## Problem:
Report each line of the data below that contains the string "wheel", counting only matches with the same case.

## Materials provided:
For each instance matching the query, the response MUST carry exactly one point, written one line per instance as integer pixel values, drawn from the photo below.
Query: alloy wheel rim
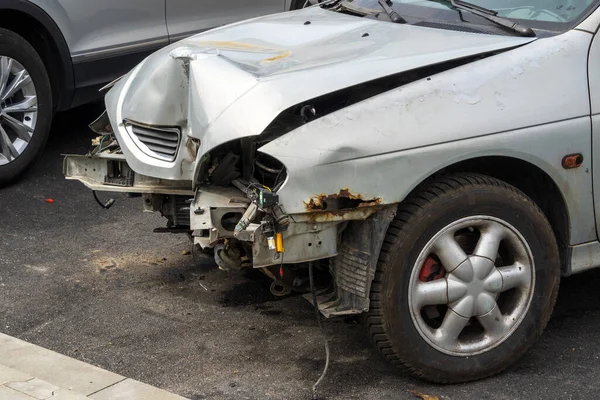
(18, 109)
(471, 286)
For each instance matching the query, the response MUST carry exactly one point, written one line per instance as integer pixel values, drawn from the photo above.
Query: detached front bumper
(213, 211)
(111, 173)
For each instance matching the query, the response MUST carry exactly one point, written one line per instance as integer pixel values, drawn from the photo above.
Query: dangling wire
(318, 313)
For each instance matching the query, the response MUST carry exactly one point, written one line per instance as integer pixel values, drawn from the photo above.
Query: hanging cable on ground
(318, 313)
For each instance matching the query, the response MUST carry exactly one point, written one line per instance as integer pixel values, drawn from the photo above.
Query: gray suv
(56, 54)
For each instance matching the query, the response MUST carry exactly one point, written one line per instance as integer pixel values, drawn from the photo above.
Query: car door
(107, 38)
(187, 17)
(591, 25)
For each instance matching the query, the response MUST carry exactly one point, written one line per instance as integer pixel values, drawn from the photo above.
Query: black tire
(419, 218)
(17, 48)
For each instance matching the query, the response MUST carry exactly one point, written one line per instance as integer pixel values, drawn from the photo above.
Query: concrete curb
(31, 372)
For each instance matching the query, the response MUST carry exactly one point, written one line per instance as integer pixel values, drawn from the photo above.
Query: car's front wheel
(467, 279)
(25, 106)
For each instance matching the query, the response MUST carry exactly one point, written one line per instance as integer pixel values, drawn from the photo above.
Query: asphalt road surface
(99, 286)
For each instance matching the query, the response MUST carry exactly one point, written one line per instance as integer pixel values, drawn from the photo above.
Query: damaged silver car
(435, 157)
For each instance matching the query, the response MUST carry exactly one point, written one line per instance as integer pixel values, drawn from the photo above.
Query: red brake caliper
(431, 270)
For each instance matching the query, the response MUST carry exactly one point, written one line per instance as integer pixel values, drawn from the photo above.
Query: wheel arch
(38, 28)
(532, 180)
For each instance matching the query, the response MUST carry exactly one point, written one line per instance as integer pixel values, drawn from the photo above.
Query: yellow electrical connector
(279, 242)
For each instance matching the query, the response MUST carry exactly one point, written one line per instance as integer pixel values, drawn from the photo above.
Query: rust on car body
(338, 202)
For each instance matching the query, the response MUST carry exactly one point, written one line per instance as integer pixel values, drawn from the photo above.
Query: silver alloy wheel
(483, 291)
(18, 109)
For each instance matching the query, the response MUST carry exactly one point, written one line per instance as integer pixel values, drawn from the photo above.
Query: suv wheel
(466, 281)
(25, 106)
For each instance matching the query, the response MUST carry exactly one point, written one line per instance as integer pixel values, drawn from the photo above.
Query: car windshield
(542, 14)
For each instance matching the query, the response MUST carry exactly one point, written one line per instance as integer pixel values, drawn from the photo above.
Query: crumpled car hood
(233, 81)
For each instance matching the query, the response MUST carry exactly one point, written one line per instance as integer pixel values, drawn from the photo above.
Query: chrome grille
(161, 143)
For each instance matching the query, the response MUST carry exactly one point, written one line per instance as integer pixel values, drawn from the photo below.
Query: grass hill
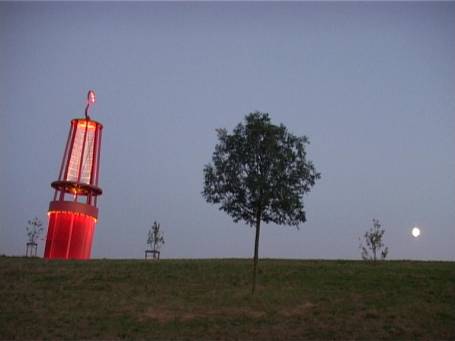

## Problem solution:
Query: alloy wheel rim
Query: car's front wheel
Query: wheel arch
Query: silver alloy wheel
Query: suv wheel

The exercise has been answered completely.